Problem to work on: Please copy out the records that follow, word for word.

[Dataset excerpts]
# # # # #

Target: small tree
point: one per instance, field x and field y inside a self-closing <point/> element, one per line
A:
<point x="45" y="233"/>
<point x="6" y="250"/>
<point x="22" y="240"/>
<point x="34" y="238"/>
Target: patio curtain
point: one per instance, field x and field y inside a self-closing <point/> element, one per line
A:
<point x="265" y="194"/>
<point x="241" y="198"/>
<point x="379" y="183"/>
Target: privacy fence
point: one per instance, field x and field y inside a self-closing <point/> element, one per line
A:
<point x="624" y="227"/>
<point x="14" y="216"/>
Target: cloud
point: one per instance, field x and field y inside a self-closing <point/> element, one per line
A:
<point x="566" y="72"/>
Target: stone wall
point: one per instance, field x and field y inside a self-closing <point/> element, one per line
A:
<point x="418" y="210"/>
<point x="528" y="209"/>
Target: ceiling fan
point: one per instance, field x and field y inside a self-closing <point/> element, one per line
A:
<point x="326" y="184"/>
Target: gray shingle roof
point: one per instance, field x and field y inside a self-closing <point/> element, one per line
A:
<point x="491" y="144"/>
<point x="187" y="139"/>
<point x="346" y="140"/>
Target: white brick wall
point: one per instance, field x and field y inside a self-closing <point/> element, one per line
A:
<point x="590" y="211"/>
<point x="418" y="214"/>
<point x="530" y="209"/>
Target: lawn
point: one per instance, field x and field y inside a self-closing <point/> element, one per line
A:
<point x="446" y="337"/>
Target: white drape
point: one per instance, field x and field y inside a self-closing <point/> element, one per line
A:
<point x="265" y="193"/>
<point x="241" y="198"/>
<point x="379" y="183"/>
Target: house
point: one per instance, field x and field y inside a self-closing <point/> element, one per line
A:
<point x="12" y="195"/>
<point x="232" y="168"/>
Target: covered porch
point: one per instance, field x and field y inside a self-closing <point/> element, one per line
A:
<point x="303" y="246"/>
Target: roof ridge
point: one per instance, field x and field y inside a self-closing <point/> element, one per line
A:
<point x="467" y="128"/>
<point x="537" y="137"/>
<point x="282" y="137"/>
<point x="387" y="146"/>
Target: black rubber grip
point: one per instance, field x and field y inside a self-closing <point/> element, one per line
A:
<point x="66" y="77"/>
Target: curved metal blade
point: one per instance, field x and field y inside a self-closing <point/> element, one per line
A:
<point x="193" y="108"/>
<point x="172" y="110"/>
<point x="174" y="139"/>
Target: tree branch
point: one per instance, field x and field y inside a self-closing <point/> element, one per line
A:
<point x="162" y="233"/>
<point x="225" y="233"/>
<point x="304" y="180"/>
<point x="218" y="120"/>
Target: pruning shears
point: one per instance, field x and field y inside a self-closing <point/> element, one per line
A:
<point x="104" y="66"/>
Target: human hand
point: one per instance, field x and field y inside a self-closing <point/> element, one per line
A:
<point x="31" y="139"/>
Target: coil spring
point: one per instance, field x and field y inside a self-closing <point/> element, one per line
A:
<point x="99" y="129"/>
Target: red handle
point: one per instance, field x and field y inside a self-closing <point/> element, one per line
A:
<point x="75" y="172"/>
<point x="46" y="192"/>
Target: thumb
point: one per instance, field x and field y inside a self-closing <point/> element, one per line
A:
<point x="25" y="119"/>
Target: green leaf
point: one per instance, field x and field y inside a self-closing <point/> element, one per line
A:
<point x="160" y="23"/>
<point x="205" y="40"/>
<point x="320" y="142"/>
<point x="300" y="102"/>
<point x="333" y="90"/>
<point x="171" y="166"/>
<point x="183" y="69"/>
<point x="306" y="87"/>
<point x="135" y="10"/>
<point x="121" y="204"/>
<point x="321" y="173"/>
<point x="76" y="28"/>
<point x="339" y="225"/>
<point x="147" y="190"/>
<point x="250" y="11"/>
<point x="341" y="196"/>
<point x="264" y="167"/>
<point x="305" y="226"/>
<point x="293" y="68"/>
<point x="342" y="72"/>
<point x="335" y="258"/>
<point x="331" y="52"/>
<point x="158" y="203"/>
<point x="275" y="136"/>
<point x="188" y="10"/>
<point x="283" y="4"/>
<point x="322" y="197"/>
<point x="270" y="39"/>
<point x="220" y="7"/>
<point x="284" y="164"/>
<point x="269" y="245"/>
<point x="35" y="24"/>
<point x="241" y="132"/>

# # # # #

Problem solution:
Target: small tree
point: one per instance, field x and field y inside a self-closing <point/> element, one per line
A:
<point x="45" y="233"/>
<point x="6" y="250"/>
<point x="22" y="240"/>
<point x="34" y="238"/>
Target: patio curtain
point: one per instance, field x and field y inside a self-closing <point/> element, one per line
A:
<point x="265" y="194"/>
<point x="241" y="198"/>
<point x="379" y="183"/>
Target: privacy fence
point: one per instance, field x and field y inside a self-closing <point/> element, one per line
A:
<point x="624" y="227"/>
<point x="14" y="216"/>
Target: cloud
point: one per instance, field x and field y inside a self-closing <point/> element, one per line
A:
<point x="566" y="72"/>
Target: stone wall
point: one per instance, field x and field y inside a self-closing <point/> element, one per line
A:
<point x="418" y="210"/>
<point x="528" y="209"/>
Target: ceiling fan
point: one per instance, field x and field y inside a self-closing <point/> element, one per line
A:
<point x="326" y="184"/>
Target: gray shingle roof
point: one per instance, field x and field y inside a self-closing <point/> element, one per line
A:
<point x="491" y="144"/>
<point x="187" y="139"/>
<point x="346" y="140"/>
Target: white brick wall
point: one per instance, field x and field y inside a self-closing <point/> element, one per line
A:
<point x="590" y="211"/>
<point x="418" y="214"/>
<point x="530" y="209"/>
Target: lawn
point: one per instance, field x and field y inside a self-closing <point/> element, one per line
A:
<point x="446" y="337"/>
Target: white drape
point: one per instance, field x and field y inside a self-closing <point/> element, one per line
A:
<point x="265" y="193"/>
<point x="241" y="198"/>
<point x="379" y="183"/>
Target: house
point: one per instance, field x and field y inside a self-closing <point/> element, one per line
A:
<point x="12" y="195"/>
<point x="232" y="168"/>
Target: covered porch
point: one per instance, field x and field y inside a self-closing <point/> element, one per line
A:
<point x="303" y="246"/>
Target: roof ridge
point: one per instance, field x and field y inside a self-closing <point/> element, one per line
A:
<point x="467" y="128"/>
<point x="537" y="137"/>
<point x="282" y="137"/>
<point x="387" y="146"/>
Target: black rubber grip
point: one per instance, field x and field y inside a self-closing <point/> element, one per line
A:
<point x="66" y="77"/>
Target: curved metal blade
point: one per instance, field x and field y inside a self-closing <point/> element, one per line
A:
<point x="193" y="108"/>
<point x="172" y="110"/>
<point x="174" y="139"/>
Target: tree branch
point: one per instance, field x and field y inside a self-closing <point/> element, one per line
A:
<point x="162" y="233"/>
<point x="225" y="233"/>
<point x="304" y="180"/>
<point x="218" y="120"/>
Target: pruning shears
point: one per instance, field x and field y inside a self-closing <point/> element, one per line
A:
<point x="104" y="66"/>
Target: human hand
point: one per instance, field x and field y inside a self-closing <point/> element, one per line
A:
<point x="31" y="139"/>
Target: coil spring
point: one per instance, field x and field y inside a self-closing <point/> element, one per line
A:
<point x="99" y="129"/>
Target: red handle
point: one per instance, field x and field y inside a self-closing <point/> element, one per line
A:
<point x="75" y="172"/>
<point x="46" y="192"/>
Target: thumb
point: one per instance, field x and field y inside a self-closing <point/> element, one per line
A:
<point x="25" y="119"/>
Target: green leaf
point: one per instance, field x and field y inside a self-closing <point/> element, one per line
A:
<point x="160" y="23"/>
<point x="205" y="40"/>
<point x="320" y="142"/>
<point x="300" y="102"/>
<point x="333" y="90"/>
<point x="171" y="166"/>
<point x="183" y="69"/>
<point x="306" y="87"/>
<point x="135" y="10"/>
<point x="121" y="204"/>
<point x="321" y="173"/>
<point x="76" y="28"/>
<point x="339" y="225"/>
<point x="147" y="190"/>
<point x="250" y="11"/>
<point x="341" y="196"/>
<point x="264" y="167"/>
<point x="305" y="226"/>
<point x="293" y="68"/>
<point x="342" y="72"/>
<point x="335" y="258"/>
<point x="331" y="52"/>
<point x="158" y="203"/>
<point x="275" y="136"/>
<point x="188" y="10"/>
<point x="283" y="4"/>
<point x="322" y="197"/>
<point x="270" y="39"/>
<point x="220" y="7"/>
<point x="284" y="164"/>
<point x="269" y="245"/>
<point x="35" y="24"/>
<point x="241" y="132"/>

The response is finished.